Consigna :: Transcriba palabra por palabra el pasaje del fragmento sobre el rancho que comienza en "Haga folklore con" y termina en "de la vuelta.".

Fragmento ::
━━━━━━━━

Hay quienes creen que el rancho es una simpática expresión de gente con amor por la tierra armando su casa con barro, pasto, caña hueca, cual alfarera de su propio hábitat ecológico y blablablá. ¡Amigo!, es lo único que han hallado para construir una casa, luego de formar una familia. No tenían un mango para comprar ladrillos, la levantaron como pudieron, extrayendo de los alrededores los únicos materiales que tenían a mano. ¿Alguien cree que es romántico vivir en una choza, en medio del bosque, olvidado de la mano de Dios?, ¿alguno querría ver a la madre de nuevo con el pashquil en la cabeza, trayendo de un tacho a la vez y así tener agua para cocinar?, ¿a las manos paspadas todo el invierno?, ¿a la monodieta de granos, harinas, grasas, fritos?

Haga folklore con eso, amigo, si le gusta. Yo me quedo en el barrio, sacando el sillón a la puerta, mirando pasar la gente todas las tardes, comprando queso crema, tomillo o alverjas en el supermercado de la vuelta.

━━━━━━━━

Información proporcionada ::
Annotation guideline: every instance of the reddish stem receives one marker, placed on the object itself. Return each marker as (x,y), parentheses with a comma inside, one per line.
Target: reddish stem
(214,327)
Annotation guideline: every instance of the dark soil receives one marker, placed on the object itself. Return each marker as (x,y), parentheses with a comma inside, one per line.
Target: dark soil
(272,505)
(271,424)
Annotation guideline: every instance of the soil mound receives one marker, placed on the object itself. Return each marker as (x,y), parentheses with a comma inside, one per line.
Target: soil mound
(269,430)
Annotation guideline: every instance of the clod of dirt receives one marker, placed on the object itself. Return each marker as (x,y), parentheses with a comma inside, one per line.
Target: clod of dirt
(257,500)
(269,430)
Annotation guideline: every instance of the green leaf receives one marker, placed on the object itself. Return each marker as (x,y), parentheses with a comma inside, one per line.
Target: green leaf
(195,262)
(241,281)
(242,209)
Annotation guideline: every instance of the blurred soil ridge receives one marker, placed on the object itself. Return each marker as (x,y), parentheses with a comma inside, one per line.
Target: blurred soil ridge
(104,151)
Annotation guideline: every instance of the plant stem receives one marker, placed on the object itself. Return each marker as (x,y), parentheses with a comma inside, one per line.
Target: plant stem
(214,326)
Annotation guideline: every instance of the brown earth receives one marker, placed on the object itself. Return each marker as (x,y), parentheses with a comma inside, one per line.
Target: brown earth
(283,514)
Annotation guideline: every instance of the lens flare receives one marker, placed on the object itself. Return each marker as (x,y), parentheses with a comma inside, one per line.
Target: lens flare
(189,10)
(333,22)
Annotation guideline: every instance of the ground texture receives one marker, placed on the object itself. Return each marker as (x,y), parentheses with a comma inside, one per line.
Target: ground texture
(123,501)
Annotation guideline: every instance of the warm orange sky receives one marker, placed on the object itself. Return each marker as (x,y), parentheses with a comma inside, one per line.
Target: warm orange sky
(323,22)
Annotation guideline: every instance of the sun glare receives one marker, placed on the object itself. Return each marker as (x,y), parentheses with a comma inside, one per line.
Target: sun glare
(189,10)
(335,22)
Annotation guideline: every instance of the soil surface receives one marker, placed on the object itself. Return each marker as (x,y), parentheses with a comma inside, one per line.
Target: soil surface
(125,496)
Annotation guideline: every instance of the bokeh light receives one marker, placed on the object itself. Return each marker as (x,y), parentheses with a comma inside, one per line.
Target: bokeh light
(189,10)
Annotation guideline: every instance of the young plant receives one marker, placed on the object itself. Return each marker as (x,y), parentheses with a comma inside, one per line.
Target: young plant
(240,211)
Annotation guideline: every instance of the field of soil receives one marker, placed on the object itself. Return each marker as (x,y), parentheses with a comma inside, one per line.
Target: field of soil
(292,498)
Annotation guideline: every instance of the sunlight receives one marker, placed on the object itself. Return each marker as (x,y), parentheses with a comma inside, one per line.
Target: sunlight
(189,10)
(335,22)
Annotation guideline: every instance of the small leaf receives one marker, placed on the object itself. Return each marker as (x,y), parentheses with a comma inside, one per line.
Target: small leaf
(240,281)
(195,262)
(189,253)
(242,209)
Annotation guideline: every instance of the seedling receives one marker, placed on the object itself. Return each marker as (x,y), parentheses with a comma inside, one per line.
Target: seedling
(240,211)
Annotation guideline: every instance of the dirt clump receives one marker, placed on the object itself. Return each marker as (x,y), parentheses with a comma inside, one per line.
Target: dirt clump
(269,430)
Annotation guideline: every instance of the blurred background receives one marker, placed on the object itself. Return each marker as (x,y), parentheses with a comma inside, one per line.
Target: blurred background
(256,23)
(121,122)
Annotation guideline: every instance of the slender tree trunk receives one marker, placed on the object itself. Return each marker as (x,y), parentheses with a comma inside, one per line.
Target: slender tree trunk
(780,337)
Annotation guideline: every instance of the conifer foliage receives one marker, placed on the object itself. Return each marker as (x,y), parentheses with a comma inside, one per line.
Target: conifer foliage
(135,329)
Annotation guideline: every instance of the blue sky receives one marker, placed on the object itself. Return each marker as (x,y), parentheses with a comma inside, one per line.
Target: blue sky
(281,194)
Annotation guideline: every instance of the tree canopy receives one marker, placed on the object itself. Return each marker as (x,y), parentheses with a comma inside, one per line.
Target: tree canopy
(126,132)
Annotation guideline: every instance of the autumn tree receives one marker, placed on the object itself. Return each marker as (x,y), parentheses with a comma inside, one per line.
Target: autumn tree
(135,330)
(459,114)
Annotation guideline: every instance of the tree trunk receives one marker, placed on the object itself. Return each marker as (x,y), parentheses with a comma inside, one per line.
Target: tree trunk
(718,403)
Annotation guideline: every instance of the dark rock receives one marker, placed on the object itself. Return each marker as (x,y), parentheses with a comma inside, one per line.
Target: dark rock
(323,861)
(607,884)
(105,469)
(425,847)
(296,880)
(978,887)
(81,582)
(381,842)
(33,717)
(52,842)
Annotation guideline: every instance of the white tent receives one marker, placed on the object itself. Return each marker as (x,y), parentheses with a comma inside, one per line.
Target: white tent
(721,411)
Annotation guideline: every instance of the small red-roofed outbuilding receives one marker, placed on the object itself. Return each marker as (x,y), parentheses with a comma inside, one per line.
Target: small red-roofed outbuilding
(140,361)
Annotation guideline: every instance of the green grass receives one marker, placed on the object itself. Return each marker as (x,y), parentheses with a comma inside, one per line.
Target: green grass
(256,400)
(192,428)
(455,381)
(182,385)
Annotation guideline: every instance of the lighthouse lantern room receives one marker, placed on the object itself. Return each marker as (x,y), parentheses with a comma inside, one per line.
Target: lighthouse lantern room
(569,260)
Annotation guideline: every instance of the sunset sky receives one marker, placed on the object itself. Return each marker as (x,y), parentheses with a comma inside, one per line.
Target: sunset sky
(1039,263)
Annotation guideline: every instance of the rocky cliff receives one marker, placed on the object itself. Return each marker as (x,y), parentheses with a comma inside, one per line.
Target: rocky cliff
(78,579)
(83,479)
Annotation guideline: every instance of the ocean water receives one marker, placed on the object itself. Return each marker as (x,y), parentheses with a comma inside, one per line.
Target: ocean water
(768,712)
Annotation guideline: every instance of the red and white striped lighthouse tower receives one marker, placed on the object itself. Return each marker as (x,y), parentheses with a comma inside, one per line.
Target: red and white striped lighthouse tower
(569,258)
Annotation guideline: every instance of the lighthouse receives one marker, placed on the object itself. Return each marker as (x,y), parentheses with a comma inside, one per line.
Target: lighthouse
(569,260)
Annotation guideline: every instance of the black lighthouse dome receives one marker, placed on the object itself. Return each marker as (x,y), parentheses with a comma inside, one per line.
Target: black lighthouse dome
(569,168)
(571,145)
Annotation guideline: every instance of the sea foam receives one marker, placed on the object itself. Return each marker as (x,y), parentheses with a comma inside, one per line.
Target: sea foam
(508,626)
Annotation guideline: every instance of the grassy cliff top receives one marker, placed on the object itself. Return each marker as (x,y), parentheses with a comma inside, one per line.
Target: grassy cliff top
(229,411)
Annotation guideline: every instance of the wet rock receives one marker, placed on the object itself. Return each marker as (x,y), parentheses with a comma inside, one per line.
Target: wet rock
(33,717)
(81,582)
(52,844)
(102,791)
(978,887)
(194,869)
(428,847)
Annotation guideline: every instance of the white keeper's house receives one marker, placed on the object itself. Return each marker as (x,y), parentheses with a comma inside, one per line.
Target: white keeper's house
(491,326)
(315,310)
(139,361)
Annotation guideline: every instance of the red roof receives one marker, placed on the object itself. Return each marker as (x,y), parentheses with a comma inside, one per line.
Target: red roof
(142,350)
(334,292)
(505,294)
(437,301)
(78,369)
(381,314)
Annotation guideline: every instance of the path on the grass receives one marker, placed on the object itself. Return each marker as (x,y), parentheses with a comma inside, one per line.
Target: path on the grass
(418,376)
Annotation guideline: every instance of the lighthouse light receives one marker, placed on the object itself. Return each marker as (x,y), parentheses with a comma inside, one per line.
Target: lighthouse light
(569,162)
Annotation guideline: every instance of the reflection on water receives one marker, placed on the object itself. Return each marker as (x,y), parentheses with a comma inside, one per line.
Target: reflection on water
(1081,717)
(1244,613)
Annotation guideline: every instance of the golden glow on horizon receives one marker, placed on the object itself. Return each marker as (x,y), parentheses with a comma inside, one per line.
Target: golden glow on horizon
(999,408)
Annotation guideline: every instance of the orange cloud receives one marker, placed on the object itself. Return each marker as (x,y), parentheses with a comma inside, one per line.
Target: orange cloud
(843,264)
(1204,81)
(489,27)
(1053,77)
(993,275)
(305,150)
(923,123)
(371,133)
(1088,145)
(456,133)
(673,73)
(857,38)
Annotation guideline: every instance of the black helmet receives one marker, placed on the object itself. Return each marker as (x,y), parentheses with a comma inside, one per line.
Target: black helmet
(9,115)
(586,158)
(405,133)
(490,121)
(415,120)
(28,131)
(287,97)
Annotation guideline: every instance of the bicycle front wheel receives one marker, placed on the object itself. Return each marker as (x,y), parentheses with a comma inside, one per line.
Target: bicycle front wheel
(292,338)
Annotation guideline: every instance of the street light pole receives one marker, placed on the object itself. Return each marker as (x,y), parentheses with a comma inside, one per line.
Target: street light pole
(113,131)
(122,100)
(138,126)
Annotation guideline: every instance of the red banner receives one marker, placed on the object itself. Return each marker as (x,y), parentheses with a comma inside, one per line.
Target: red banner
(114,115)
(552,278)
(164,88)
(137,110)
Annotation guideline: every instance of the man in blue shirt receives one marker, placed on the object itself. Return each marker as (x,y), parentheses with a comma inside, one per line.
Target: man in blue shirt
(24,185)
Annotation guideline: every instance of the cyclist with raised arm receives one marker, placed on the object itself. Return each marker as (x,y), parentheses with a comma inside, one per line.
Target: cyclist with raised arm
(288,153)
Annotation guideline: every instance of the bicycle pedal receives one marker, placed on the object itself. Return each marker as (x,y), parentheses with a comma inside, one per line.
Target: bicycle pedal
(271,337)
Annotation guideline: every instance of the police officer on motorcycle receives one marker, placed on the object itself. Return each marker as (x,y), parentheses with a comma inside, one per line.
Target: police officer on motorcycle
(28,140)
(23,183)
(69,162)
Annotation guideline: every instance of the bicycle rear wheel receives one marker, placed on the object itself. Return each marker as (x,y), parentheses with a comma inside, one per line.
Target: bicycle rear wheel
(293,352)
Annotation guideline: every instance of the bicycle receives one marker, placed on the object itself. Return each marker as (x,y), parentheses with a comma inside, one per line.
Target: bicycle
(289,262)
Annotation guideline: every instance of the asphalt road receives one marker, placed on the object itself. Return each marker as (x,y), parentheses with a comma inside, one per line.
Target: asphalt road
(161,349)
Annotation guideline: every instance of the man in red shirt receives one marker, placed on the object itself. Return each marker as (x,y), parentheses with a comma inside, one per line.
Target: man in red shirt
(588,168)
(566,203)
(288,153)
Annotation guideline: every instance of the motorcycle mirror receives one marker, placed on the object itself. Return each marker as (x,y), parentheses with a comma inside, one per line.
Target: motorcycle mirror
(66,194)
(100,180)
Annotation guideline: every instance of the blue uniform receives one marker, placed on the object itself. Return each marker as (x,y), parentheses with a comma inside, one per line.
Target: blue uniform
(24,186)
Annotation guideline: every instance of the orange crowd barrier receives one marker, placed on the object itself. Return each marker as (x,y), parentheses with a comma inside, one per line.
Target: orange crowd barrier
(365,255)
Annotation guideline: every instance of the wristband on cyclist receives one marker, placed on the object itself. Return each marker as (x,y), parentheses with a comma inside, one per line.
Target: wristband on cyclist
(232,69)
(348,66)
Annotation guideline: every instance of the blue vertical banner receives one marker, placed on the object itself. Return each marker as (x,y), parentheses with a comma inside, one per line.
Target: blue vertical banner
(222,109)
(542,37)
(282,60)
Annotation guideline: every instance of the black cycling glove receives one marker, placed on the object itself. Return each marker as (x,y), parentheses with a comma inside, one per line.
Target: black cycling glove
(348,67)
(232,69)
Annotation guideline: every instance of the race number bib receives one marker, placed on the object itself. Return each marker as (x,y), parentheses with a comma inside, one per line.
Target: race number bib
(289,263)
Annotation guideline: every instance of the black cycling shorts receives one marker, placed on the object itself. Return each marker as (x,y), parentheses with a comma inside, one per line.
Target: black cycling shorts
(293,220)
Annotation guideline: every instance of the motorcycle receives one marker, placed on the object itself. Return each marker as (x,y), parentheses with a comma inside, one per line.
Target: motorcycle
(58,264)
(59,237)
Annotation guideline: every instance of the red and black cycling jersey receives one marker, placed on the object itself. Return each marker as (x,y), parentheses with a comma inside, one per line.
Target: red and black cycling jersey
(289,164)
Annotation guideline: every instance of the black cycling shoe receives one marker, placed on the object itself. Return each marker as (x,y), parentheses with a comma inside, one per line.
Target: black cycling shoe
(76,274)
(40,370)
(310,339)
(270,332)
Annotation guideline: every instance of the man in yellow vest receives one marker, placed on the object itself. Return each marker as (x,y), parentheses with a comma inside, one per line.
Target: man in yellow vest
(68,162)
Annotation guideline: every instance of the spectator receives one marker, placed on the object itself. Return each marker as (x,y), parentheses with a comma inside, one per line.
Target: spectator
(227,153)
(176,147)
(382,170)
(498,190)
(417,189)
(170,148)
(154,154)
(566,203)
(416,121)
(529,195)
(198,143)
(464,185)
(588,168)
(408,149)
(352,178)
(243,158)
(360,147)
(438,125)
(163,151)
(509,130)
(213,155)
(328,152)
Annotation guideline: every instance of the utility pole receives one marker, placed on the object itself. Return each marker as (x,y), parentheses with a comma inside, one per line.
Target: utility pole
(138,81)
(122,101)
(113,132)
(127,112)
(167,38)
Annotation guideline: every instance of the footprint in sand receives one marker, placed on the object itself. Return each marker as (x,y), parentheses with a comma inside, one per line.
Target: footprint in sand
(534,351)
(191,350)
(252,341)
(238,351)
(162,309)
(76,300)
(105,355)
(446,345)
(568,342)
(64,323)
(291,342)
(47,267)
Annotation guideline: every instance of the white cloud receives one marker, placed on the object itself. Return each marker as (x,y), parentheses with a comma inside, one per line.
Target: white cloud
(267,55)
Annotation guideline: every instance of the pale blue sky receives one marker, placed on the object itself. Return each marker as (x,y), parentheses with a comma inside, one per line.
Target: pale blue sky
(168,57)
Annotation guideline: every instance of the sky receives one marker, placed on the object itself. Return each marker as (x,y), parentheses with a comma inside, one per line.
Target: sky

━━━━━━━━

Respuesta ::
Haga folklore con eso, amigo, si le gusta. Yo me quedo en el barrio, sacando el sillón a la puerta, mirando pasar la gente todas las tardes, comprando queso crema, tomillo o alverjas en el supermercado de la vuelta.